Document passage
<<<<

High levels (titers) of ATA are found in almost all instances of celiac disease. Given the association of ATA with celiac disease, and the prevalence of the latter, it is estimated that ~1% of the population have potentially pathogenic levels of ATA.

===Inflammatory bowel disease===
A study published in Nature in 2001 found high levels of anti-transglutaminase antibodies in inflammatory bowel disease, specifically in Crohn's disease and ulcerative colitis.

===Arthritis===
Studies of patients with various forms of arthritis showed highly increased frequencies of antibodies against guinea pig transglutaminase, human recombinant transglutaminase and peptidylarginine deiminase type 4 (PAD4). This suggests a potential for crossreactive antibodies between anti-tTG and anti-PAD4.

===Type 1 Diabetes, previously known as Juvenile diabetes and anti-tTG===
Childhood (male) type 1 diabetes (T1D) increases the risk for CD and vice versa and the early signs of celiac disease may precede T1D in many cases. A search for CD in juvenile diabetes patients revealed that a gluten-free diet resulted in some improvements. An elevated number of diabetes patients have ATA along with increased numbers of gluten-specific T-cells.

===Asymptomatic ATA+===
A 2007 screening of 7550 Britons found 87 undetected ATA+.
In this study a 50% increase of ATA was associated with:
- lower bone mineral density of the hip.
- lower hemoglobin levels
- decreased weight.
- lower cholesterol
- higher blood glucose

Similar studies:
- increased mortality, particularly to cancer

===Symptomatic ATA+===
- greater impairment of neurophysiology (peripheral neuropathies and motor neuron disease.
- increased inflammatory bowel symptoms (not celiac or EMA).

===Alcohol consumption===
ATA correlated with biomarkers of alcohol consumption, proinflammatory cytokines and markers of fibrogenesis.

==Mechanism of autoimmunity==
The antibodies to tissue transglutaminase follow a complex pathway of generation. For most antigens, T-cells specific to those antigens develop; for autoimmunity, either autoreactive T-cells are not suppressed, or antigens escape the protective process. T-cells are stimulated by antigen, presented by MHC molecules (HLA in humans) on antigen-reactive B-cells. These T-helper cells then stimulate B-cells to multiply and mature into plasma cells that make IgA and IgG to that protein.

In the case of celiac disease, the current understanding is that tTG autoimmunity arises when T-cells are generated against wheat gliadin and similar gluten proteins made by a class of grasses called Triticeae, which includes wheat (See Wheat taxonomy), barley, and rye. The T-cells are defined by the ability to react to HLA-DQ8 and DQ2.5 restricted antigens and gliadin is one of the antigens. Gliadin is a favored dietary substrate for transglutaminase because of many enzyme reaction sites on gliadin. In disease, transglutaminase reacts with gliadin forming a linkage. In forming this bond transglutaminase becomes linked to T-cell epitopes on gliadin. B-cells with surface IgM that react to transglutaminase can present it with bound gliadin peptides to T-cells which stimulate B-cell maturation and proliferation to plasma cells making IgA or IgM.

ATA changes the behavior of tTG. Some studies have revealed that antibodies
increase the activity of tTG, instead of inhibiting activity as is commonly encountered with function-altering antibodies. A recent study has shown that ATA also modify and increase replication in intestinal epithelial Cells, by apparently interacting with cell-surface transglutaminase.

>>>>

Actions to take
- A) Answer these questions from the passage on anti-transglutaminase antibodies, one answer per line:
(i) About what share of the population is estimated to have potentially pathogenic levels of ATA?
(ii) How many Britons were screened in 2007?
(iii) In which journal was the 2001 study on inflammatory bowel disease published?
- B) Please print the stretch of the passage on anti-transglutaminase antibodies from "In the case" through "IgA or IgM.".
The data has no part in any of this.

Collected data entries

<<<<

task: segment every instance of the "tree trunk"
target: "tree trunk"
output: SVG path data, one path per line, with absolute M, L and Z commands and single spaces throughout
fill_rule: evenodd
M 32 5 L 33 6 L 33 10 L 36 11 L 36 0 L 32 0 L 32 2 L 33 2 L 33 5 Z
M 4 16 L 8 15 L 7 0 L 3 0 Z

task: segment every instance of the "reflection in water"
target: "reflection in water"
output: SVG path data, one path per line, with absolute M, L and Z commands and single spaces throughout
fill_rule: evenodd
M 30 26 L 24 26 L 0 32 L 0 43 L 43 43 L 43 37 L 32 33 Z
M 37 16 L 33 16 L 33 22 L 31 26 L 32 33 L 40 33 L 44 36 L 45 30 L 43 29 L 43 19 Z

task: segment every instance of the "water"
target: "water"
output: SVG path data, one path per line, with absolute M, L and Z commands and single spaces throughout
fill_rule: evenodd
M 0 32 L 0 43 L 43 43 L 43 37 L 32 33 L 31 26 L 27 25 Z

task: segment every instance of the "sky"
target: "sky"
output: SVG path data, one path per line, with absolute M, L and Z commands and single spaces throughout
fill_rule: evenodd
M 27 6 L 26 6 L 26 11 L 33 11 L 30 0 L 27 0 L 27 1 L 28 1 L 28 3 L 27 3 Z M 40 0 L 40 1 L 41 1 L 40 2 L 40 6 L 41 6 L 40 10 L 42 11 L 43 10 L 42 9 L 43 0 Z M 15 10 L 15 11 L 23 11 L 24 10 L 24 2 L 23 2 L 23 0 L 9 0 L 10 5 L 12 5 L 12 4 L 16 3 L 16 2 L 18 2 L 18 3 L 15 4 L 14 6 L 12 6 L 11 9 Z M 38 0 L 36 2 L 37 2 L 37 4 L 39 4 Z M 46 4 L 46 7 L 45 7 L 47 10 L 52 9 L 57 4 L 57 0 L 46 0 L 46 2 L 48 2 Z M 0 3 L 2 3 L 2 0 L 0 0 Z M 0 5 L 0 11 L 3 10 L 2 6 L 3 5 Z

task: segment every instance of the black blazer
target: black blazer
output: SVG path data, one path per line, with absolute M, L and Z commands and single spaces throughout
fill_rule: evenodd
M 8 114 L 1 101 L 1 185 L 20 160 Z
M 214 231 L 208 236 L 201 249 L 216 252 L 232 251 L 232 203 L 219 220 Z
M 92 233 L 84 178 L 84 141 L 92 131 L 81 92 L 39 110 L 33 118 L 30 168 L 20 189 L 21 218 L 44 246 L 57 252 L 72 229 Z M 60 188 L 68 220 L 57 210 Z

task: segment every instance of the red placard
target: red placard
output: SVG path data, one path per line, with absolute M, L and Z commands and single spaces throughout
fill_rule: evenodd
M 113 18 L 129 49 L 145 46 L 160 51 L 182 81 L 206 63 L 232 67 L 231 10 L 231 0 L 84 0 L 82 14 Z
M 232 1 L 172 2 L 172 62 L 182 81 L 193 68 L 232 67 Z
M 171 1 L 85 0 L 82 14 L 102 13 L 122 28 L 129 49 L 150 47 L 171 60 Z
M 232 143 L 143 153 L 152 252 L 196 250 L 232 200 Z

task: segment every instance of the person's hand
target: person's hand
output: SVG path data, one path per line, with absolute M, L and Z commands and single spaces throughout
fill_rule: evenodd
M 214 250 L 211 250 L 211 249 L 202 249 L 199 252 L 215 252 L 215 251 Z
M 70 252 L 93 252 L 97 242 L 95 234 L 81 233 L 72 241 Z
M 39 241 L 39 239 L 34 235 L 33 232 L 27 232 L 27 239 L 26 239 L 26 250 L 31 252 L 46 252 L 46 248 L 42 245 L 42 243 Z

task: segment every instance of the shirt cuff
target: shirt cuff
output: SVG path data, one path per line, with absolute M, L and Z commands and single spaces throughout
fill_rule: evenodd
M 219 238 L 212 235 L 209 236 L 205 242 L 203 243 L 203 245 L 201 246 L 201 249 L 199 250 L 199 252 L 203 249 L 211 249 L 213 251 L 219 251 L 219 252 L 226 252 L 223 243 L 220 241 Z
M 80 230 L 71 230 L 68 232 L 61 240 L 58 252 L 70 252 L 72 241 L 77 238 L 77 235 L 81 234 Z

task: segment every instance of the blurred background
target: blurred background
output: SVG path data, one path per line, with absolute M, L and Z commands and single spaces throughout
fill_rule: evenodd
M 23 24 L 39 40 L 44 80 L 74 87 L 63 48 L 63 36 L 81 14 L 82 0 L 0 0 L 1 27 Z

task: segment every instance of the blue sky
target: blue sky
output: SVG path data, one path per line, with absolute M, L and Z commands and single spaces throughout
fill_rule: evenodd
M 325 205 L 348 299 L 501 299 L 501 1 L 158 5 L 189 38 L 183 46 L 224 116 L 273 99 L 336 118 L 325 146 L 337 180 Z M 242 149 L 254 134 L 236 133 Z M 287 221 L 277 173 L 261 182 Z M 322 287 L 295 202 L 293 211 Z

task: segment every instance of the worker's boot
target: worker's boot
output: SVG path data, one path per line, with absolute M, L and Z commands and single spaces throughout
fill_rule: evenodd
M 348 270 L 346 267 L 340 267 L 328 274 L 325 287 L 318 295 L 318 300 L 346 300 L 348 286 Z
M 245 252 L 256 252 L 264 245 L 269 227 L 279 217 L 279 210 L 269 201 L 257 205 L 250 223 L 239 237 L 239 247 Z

>>>>

Answers to the exercises
- A)
(i) About 1%
(ii) 7550
(iii) Nature

- B)
In the case of celiac disease, the current understanding is that tTG autoimmunity arises when T-cells are generated against wheat gliadin and similar gluten proteins made by a class of grasses called Triticeae, which includes wheat (See Wheat taxonomy), barley, and rye. The T-cells are defined by the ability to react to HLA-DQ8 and DQ2.5 restricted antigens and gliadin is one of the antigens. Gliadin is a favored dietary substrate for transglutaminase because of many enzyme reaction sites on gliadin. In disease, transglutaminase reacts with gliadin forming a linkage. In forming this bond transglutaminase becomes linked to T-cell epitopes on gliadin. B-cells with surface IgM that react to transglutaminase can present it with bound gliadin peptides to T-cells which stimulate B-cell maturation and proliferation to plasma cells making IgA or IgM.